### The request
Can you reproduce the listing below word for word, from its very first line up to and including the line that contains "170), (65, 170)]"?

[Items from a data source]
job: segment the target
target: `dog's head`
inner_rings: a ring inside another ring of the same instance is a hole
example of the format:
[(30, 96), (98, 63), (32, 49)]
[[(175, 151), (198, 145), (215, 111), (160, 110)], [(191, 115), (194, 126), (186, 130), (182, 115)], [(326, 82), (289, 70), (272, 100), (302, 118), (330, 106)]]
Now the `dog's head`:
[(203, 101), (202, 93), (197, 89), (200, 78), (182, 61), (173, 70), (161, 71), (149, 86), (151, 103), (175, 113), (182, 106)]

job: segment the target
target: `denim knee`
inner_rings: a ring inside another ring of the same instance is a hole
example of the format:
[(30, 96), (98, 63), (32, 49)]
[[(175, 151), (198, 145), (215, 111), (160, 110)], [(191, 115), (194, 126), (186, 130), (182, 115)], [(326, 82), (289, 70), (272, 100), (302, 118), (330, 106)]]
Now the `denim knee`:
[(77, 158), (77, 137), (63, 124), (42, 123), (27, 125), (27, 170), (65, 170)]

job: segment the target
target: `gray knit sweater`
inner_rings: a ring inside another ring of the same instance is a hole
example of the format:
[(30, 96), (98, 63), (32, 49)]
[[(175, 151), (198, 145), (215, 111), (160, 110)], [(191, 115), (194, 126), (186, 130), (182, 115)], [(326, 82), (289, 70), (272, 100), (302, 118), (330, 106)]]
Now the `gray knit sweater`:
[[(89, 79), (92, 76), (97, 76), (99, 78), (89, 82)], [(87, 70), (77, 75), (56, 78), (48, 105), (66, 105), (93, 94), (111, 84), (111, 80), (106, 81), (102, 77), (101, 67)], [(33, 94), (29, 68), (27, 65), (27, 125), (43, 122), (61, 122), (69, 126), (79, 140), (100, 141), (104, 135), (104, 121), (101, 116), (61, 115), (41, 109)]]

### Solution to this task
job: segment the target
target: `dog's head`
inner_rings: a ring inside another ring of the same instance is a hole
example of the format:
[(30, 96), (98, 63), (32, 49)]
[[(175, 151), (198, 145), (215, 111), (160, 110)], [(191, 115), (194, 126), (186, 130), (182, 115)], [(326, 82), (289, 70), (272, 100), (302, 118), (330, 106)]]
Now the `dog's head`:
[(203, 101), (202, 93), (197, 89), (200, 78), (182, 61), (173, 70), (161, 71), (149, 86), (151, 103), (175, 113), (182, 106)]

job: segment the target
target: `denim knee`
inner_rings: a ring inside another ring of the same instance is a hole
example of the format:
[(30, 96), (98, 63), (32, 49)]
[[(175, 151), (198, 145), (215, 111), (160, 110)], [(191, 115), (194, 126), (186, 130), (182, 115)], [(326, 82), (289, 70), (272, 100), (302, 118), (330, 106)]]
Now the `denim knee`:
[(77, 158), (77, 137), (63, 124), (42, 123), (27, 125), (27, 170), (65, 170)]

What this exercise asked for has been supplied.